(TRAVAIL À FAIRE)
a) Reproduisez à l'identique le passage de l'article sur la polarisation politique aux États-Unis qui s'ouvre sur les mots contenant « Ces jours-ci, selon » et se clôt sur « de cette polarisation. ».
b) Poursuivez l'article sur la polarisation politique aux États-Unis à partir de sa dernière phrase.

(ARTICLE)
Ces jours-ci, selon la sagesse populaire, le pays serait de plus en plus polarisé, avant tout parce que le Parti démocrate serait devenu plus libéral et le Parti républicain plus conservateur. Pas vraiment. Les prises de position des démocrates sont restées les mêmes. C’est le déplacement des républicains vers l’extrême-droite qui est à l’origine de cette polarisation.

Le président Obama est tout aussi pragmatique et modéré que le président Clinton ou les présidents républicains avant lui, que ce soit dans son utilisation offensive des drones dans les relations internationales, que l’on a du mal à distinguer de la politique que George W. Bush suivait lors de son second mandat, ou dans son projet de loi sur la santé, que le président Nixon aurait tout aussi bien pu mettre en place.

Les républicains incohérents face à l’impôt

L’ironie tient dans le fait que la dette fédérale, à l’origine de tant d’angoisses chez la droite républicaine, est une conséquence directe des réductions d’impôts de Bush II, de ses deux guerres et de l’effondrement des finances qui a culminé sous son ère. D’autant plus que, souvenez-vous, Bush avait hérité des années d’excédents budgétaires accumulées par Clinton.

(DONNÉES DISPONIBLES)
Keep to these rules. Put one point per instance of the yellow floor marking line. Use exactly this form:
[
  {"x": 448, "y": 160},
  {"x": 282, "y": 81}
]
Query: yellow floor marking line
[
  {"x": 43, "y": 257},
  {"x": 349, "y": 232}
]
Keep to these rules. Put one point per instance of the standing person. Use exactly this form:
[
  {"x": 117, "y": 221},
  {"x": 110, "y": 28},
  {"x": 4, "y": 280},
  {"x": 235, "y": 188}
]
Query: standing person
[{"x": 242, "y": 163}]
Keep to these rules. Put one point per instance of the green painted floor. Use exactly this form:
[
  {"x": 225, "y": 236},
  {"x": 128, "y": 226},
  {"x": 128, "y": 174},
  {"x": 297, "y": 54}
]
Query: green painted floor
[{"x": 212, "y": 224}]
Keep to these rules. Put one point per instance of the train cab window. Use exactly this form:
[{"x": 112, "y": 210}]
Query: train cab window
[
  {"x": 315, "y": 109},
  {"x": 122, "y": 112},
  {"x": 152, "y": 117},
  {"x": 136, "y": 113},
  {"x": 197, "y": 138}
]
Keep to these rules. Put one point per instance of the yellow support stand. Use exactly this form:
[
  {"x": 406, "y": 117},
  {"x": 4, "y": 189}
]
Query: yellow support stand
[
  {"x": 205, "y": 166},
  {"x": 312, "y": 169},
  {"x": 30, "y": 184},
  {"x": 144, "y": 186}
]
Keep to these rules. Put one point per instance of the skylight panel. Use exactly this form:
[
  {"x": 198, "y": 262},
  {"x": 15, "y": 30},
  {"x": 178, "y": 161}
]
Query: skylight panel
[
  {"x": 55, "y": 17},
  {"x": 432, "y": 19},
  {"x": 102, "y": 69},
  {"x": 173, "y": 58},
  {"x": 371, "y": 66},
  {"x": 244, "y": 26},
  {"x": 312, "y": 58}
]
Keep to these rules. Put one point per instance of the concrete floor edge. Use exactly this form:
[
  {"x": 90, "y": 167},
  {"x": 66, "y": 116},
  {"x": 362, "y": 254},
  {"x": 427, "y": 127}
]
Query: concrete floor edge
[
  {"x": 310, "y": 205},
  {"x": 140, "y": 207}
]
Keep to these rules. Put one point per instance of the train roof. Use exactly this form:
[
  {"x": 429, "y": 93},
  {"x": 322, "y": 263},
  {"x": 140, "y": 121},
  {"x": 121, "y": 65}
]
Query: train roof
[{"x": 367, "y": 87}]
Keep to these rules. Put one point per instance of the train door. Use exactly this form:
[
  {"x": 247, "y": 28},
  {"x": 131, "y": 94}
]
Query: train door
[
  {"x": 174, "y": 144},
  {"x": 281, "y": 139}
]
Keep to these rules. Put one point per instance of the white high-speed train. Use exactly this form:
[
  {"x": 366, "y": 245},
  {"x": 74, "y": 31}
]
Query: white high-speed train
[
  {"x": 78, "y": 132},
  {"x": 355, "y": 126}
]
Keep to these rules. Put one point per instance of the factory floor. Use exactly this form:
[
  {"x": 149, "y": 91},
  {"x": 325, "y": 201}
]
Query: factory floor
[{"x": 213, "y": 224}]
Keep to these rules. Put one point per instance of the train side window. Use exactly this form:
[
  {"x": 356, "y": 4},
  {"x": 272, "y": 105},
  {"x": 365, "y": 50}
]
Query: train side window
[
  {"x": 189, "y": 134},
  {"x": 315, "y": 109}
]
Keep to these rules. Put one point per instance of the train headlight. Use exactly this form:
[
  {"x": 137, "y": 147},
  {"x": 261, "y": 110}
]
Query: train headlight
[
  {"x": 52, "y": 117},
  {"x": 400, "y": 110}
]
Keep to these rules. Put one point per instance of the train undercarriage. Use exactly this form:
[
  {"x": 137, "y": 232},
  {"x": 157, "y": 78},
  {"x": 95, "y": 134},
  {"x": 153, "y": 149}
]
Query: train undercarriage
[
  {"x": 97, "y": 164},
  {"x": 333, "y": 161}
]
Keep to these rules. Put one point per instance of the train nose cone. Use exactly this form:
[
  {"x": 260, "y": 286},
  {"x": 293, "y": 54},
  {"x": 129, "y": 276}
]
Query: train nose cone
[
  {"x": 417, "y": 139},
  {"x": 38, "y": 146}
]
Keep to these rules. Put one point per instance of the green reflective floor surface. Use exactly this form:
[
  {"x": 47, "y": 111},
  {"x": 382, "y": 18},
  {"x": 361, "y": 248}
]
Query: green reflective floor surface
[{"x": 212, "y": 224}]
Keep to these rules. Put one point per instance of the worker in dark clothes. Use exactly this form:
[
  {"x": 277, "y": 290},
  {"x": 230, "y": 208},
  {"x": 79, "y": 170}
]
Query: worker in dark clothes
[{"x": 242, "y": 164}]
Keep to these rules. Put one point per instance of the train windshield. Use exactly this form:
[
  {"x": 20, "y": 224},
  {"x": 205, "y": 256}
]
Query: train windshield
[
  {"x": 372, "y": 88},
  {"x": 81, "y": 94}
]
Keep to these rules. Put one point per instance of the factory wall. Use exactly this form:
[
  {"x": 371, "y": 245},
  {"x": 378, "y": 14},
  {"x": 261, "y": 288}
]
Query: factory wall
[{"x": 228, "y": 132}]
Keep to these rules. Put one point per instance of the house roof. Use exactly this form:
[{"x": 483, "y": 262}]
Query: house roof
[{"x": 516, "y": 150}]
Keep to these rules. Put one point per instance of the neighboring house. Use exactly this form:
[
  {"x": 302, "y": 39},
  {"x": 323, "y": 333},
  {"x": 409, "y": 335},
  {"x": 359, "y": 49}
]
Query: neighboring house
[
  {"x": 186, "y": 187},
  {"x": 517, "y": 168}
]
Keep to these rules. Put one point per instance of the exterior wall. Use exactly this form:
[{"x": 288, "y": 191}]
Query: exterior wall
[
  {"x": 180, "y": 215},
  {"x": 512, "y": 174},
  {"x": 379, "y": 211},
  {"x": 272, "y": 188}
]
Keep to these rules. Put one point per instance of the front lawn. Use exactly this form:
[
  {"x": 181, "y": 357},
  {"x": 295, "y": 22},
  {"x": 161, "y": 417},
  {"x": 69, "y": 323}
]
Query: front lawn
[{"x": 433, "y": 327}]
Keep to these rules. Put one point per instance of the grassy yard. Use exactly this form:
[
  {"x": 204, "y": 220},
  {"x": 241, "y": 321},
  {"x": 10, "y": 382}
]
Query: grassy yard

(RÉPONSES FOURNIES)
a)
Ces jours-ci, selon la sagesse populaire, le pays serait de plus en plus polarisé, avant tout parce que le Parti démocrate serait devenu plus libéral et le Parti républicain plus conservateur. Pas vraiment. Les prises de position des démocrates sont restées les mêmes. C’est le déplacement des républicains vers l’extrême-droite qui est à l’origine de cette polarisation.

b)
Les républicains se sont hissés eux-mêmes comme défenseurs des réductions d’impôts,  à la manière de Grover Norquist. Pourtant, il seraient aussi prêts à sculpter le visage de Ronald Reagan sur le Mont Rushmore, celui-là même qui avait augmenté des impôts plus d’une douzaine de fois, et qui appliquait avec frénésie, tant les valeurs les plus conservatrices, que les politiques centristes les plus basiques, ce qui, aujourd’hui, lui vaudrait d’être frappé d’anathème par les membres du Tea Party s’ils ne se cachaient pas constamment derrière des théorie révisionnistes sur la présidence de Reagan.

Bien sûr nous finirons par y arriver – éviter les mises sous sequestres et les coupures massives dans le budget qui condamneraient notre économie. Mais comme le dit la sénatrice Snowe : « Cela ne sera pas bien fait. » Idem pour la falaise que représente le plafond de la dette, et qui se profile à l’horizon, de plus en plus menaçante.

Et pardon pour ce pessimisme – qui n’est certainement pas ce que vous comptiez célébrer en ce début d’année.